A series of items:
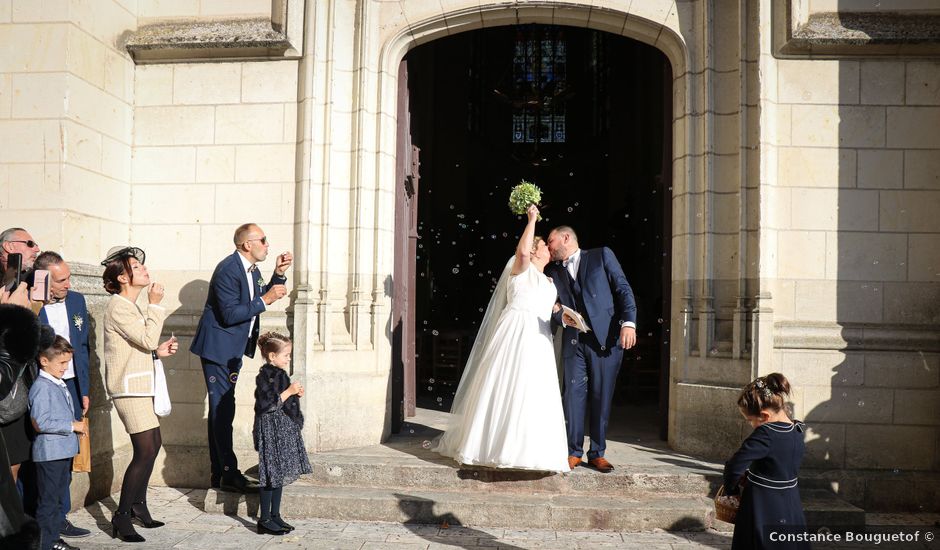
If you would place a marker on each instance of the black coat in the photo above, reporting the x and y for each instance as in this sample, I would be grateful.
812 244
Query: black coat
269 384
770 460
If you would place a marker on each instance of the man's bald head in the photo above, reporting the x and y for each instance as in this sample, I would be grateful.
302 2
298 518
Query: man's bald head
562 242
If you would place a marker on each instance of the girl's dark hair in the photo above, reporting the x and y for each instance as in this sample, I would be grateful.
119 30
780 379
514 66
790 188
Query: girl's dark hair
272 342
59 346
115 269
766 392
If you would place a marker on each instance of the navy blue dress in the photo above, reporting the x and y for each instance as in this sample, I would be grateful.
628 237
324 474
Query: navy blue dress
770 460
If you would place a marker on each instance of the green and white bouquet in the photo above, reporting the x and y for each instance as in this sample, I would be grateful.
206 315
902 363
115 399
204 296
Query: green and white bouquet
523 195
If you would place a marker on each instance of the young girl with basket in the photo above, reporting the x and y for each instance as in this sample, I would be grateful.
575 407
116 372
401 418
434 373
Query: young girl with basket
282 457
766 467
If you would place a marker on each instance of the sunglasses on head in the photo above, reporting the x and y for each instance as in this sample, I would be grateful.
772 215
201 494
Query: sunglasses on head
130 251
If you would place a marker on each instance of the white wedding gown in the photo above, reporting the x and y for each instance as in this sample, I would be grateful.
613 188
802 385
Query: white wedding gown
508 412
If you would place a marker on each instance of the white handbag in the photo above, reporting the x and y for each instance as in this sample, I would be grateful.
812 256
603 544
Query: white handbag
161 395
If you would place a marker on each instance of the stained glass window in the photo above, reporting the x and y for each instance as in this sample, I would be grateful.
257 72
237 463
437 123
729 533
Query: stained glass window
539 75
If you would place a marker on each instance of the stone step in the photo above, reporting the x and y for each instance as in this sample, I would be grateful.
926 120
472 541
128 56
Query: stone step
436 474
535 511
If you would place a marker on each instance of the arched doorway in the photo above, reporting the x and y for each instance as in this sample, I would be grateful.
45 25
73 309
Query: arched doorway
587 116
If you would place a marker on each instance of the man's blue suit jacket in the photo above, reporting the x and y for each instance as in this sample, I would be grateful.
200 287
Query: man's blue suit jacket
223 332
76 309
608 298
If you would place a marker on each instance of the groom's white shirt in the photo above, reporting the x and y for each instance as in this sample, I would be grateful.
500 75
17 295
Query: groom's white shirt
572 263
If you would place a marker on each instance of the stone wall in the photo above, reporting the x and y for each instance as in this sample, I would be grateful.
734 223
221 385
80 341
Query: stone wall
214 147
852 198
153 11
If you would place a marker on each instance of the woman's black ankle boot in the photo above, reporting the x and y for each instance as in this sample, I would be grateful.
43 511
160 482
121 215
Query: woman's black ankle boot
280 521
122 528
142 514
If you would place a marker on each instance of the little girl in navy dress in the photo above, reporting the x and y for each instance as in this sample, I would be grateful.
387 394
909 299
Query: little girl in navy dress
766 467
282 457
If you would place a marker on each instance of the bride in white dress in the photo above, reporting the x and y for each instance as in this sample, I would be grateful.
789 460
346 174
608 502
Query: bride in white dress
507 411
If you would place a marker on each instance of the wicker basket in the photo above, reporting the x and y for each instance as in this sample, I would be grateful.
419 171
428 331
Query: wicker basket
724 511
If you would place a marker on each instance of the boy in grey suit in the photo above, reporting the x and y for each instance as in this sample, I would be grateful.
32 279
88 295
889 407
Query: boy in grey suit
53 416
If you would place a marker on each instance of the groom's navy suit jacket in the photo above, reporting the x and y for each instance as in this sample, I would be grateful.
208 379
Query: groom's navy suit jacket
223 333
606 298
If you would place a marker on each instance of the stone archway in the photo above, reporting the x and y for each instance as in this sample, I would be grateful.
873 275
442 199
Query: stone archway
613 22
346 206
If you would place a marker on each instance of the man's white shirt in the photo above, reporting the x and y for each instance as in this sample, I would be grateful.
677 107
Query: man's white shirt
246 266
58 318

** Required work **
Reproduce the items above word for word, from the line containing "grey suit in" through the final line of the items, including both of those lines.

** Task output **
If you would place a marker on each instance of the boy in grey suit in the photo above, reporting the x and y for each instance as in this sample, I would be grateful.
32 279
88 295
889 407
Query: boy in grey suit
53 416
If you would place a marker on each instance of the groom's navy suit jacket in the photo above, reporting the x and y for each instance as in this sample, I would be grateful.
208 379
Query: groom's navy suit jacket
223 333
606 298
If you would place a marker on each instance of the stone archway in the photo above, reporting the x and y for each instance as in this sample, I would be grateful.
873 275
442 199
Query: stone archway
613 22
346 206
If you would place a marker on each instance of the man's white shirt in the photo above, reporting the x and y for each instance as in this sample, I would be grateful.
677 107
Query: man's white shirt
246 266
58 318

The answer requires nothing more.